▶ **取り組む課題**
- A) 蓄電池システムについての文章を読み、次の問いに答えてください。
(i) 電源システムBは何を備えているか。
(ii) 太陽電池2が出力する直流電力を交流電力に変換するのは何か。
(iii) 太陽電池ストリングを複数並列接続すると何が構成されるか。
- B) 蓄電池システムについての文章を、最後の文のあとから書き継いでください。

▶ **提示文**
#####
図2】太陽電池の電力-電圧特性を説明するための図である。
図3】太陽電池の出力電力を制御する出力電力制御処理を説明するためのフローチャートである。
図4図1に示す電源システムにおける電力の流れる方向を示す図である。
図5】第2実施形態に係る蓄電池システムを説明するためのブロック図である。
図6】第3実施形態に係る蓄電池システムを説明するためのブロック図である。
図7】第4実施形態に係る蓄電池システムを説明するためのブロック図である。
【発明を実施するための形態】
【0016】
以下、本発明の実施の形態を、図面を参照して具体的に説明する。
【0017】
〔第1実施形態〕
図1は、第1実施形態に係る蓄電池システムA1を説明するためのブロック図であり、当該蓄電池システムA1を備えた電源システムBの全体構成を示している。
【0018】
電源システムBは、蓄電池システムA1、太陽電池2、パワーコンディショナ3、および直流バス4を備えている。電源システムBは、太陽電池2が出力する直流電力をパワーコンディショナ3によって交流電力に変換し、負荷Dに供給する。負荷Dには、電力系統Cからも電力が供給される。また、電源システムBは、逆潮流ありのシステムであり、交流電力を電力系統Cにも供給する。
【0019】
太陽電池2は、多数の太陽電池セルを備えている。各太陽電池セルは、太陽光エネルギーを電気エネルギーに変換することで、直流電力を生成する。太陽電池セルは、複数が直列または並列に接続され、樹脂や強化ガラスなどで保護されてパッケージ化された太陽電池モジュールを構成する。太陽電池モジュールは、いわゆる太陽電池パネルと呼ばれるものである。太陽電池モジュールは、複数が直列接続されて、太陽電池ストリングを構成する。太陽電池ストリングは、複数が並列接続されて、太陽電池アレイを構成する。本実施形態では、太陽電池2は、太陽電池アレイを備えている。なお、太陽電池2は、これに限定されない。太陽電池2は、各太陽電池セルで生成された直流電力を、後述するDC/DC変換回路121を介して、パワーコンディショナ3に出力する。
#####
▶ **提供情報**
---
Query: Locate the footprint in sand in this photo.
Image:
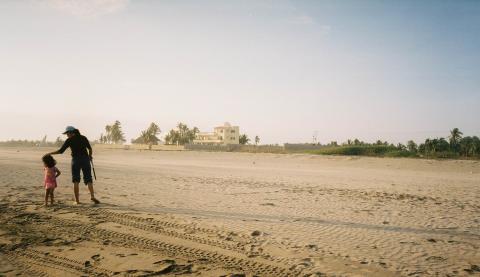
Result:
[91,254,103,262]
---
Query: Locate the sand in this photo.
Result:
[0,148,480,276]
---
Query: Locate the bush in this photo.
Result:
[309,145,398,156]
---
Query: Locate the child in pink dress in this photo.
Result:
[42,155,62,206]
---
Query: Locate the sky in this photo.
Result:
[0,0,480,144]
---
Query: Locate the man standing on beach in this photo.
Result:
[49,126,100,204]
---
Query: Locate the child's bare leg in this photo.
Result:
[45,189,50,206]
[50,188,55,205]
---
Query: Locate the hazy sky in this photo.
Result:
[0,0,480,143]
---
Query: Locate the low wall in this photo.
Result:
[94,144,185,151]
[185,144,285,153]
[283,143,325,152]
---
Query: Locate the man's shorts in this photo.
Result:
[72,156,93,185]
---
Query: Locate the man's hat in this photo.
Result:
[63,126,76,134]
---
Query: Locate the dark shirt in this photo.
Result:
[58,135,92,158]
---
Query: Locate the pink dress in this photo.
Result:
[45,167,58,189]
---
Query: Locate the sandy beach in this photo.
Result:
[0,148,480,276]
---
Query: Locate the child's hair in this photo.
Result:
[42,155,57,168]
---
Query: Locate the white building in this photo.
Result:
[193,122,240,145]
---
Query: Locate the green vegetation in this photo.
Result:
[0,136,65,147]
[165,122,200,145]
[306,128,480,158]
[132,122,161,150]
[100,120,126,144]
[238,134,250,145]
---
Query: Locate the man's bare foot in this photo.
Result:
[91,197,100,204]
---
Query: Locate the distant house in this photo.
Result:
[193,122,240,145]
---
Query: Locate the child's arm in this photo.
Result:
[55,167,62,178]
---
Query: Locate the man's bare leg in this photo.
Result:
[73,182,80,204]
[87,183,100,204]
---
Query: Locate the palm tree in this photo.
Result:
[238,134,250,145]
[407,140,417,153]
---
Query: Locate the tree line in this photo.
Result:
[319,128,480,158]
[98,120,260,149]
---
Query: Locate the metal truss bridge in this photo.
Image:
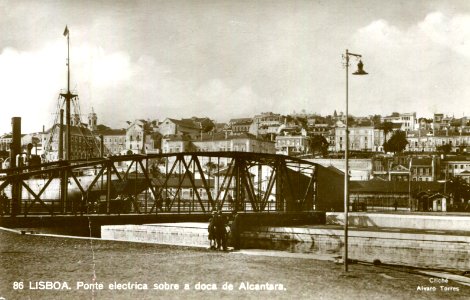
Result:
[0,152,316,217]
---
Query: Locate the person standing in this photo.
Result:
[207,210,218,250]
[215,210,227,251]
[230,213,241,250]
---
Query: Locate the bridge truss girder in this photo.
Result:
[0,152,317,216]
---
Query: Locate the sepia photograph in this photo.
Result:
[0,0,470,300]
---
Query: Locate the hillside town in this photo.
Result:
[0,111,470,211]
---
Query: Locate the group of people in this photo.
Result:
[208,210,240,251]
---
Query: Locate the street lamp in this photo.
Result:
[343,49,367,272]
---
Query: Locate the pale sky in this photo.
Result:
[0,0,470,133]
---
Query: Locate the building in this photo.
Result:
[440,155,470,179]
[227,118,253,134]
[410,156,438,181]
[405,134,470,153]
[253,112,282,128]
[381,112,418,132]
[335,126,385,152]
[158,117,214,139]
[94,129,126,155]
[126,119,160,154]
[44,124,100,161]
[275,132,310,156]
[162,133,275,153]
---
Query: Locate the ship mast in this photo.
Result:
[60,26,77,160]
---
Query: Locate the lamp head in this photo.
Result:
[353,60,369,75]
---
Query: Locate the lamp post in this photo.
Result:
[343,49,367,272]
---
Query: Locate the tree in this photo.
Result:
[371,115,382,126]
[310,135,329,157]
[437,143,452,155]
[378,122,393,142]
[383,130,408,154]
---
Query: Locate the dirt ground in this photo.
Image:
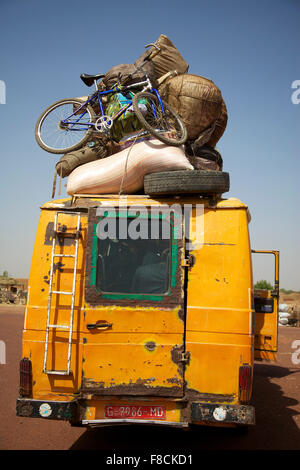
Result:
[0,300,300,455]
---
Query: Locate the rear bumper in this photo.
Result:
[16,398,78,421]
[16,398,255,427]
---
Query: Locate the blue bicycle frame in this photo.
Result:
[62,81,164,131]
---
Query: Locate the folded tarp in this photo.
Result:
[67,139,193,195]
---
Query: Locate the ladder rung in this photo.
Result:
[48,325,70,330]
[43,370,72,375]
[51,290,73,295]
#####
▶ **演習の解答**
- A)
(i) 蓄電池システムA1、太陽電池2、パワーコンディショナ3、直流バス4
(ii) パワーコンディショナ3
(iii) 太陽電池アレイ

- B)
【0020】
図2は、太陽電池2の電力-電圧特性を説明するための図である。同図において、横軸は太陽電池2の出力電圧であり、縦軸は太陽電池2の出力電力である。同図に示すように、太陽電池2の出力電力は、最大出力動作電圧Vpmのときに最大出力Pmaxになる。出力電圧が最大出力動作電圧Vpm以下の場合、出力電圧が大きくなると出力電力も大きくなり、出力電圧が小さくなると出力電力も小さくなる。一方、出力電圧が最大出力動作電圧Vpm以上の場合、出力電圧が大きくなるほど出力電力は小さくなり、出力電圧が小さくなるほど出力電力は大きくなる。開放電圧Vocは出力電力がゼロになる電圧であり、太陽電池2の出力電圧は開放電圧Vocより大きくならない。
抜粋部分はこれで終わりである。